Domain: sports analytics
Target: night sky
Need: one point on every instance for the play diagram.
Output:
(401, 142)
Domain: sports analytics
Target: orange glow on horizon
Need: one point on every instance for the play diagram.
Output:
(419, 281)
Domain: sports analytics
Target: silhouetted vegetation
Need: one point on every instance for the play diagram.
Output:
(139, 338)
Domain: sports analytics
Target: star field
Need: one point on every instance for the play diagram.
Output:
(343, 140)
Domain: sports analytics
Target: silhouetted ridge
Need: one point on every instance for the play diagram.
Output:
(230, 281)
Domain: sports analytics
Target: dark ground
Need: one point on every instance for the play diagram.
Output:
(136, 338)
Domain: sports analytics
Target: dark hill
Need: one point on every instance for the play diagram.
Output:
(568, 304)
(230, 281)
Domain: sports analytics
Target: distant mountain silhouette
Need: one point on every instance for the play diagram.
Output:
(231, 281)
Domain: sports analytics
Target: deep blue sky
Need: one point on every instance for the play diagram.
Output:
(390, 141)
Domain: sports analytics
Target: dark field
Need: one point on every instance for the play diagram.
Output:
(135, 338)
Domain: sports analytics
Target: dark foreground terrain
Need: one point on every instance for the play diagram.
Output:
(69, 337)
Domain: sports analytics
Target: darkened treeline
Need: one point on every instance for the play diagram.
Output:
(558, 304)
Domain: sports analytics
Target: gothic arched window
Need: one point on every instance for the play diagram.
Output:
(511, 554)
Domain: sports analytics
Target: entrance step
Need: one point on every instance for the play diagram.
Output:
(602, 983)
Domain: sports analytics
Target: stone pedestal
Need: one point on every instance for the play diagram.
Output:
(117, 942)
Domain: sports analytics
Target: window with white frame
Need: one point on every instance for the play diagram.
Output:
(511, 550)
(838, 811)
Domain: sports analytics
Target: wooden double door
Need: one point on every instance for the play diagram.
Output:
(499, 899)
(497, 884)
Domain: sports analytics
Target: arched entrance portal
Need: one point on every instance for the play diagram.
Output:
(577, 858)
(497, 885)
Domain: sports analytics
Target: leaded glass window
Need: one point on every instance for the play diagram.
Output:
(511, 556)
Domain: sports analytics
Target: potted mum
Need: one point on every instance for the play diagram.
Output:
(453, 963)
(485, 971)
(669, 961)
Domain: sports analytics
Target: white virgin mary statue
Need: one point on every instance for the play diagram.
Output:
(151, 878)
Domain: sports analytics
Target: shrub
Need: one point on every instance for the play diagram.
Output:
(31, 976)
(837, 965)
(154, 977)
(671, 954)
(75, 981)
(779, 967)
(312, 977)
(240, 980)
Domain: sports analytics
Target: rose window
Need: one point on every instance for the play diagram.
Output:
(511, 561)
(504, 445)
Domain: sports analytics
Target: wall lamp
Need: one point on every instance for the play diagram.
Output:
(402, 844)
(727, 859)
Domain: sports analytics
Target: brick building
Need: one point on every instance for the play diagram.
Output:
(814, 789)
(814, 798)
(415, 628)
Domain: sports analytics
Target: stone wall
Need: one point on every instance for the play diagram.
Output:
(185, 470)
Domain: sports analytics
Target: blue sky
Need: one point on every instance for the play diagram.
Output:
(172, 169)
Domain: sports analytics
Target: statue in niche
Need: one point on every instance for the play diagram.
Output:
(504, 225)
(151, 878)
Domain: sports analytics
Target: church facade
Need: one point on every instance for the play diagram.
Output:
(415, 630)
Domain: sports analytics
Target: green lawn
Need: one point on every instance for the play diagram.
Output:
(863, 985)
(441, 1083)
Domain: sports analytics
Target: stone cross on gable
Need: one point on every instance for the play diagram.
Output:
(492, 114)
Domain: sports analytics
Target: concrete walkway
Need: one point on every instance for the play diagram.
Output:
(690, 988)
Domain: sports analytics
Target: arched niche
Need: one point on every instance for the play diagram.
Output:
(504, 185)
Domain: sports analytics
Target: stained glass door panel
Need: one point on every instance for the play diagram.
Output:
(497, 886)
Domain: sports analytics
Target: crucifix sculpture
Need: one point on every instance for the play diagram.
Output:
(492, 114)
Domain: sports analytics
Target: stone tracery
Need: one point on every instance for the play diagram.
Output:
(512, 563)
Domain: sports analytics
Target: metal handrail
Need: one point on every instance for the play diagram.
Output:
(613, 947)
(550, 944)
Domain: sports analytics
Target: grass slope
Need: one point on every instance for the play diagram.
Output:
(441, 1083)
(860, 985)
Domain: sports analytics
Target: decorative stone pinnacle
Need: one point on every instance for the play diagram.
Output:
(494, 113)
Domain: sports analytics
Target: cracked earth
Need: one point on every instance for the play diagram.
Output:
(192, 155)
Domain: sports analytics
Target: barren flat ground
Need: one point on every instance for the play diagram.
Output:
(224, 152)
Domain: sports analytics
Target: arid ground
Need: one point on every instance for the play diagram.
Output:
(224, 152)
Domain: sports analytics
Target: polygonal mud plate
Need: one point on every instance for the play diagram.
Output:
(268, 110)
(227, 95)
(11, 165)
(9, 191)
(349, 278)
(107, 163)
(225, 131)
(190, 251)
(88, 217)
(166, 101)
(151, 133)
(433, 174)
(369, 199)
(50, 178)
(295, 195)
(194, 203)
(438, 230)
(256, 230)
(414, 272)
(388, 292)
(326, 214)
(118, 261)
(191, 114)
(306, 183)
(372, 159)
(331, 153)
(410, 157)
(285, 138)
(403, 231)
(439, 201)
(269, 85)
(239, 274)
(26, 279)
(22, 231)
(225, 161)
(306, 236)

WHAT TO WORK ON: Every line with "door" in it should be copied from the entries above.

RESPONSE TO THE EXERCISE:
Target: wooden double door
Target: stained glass door panel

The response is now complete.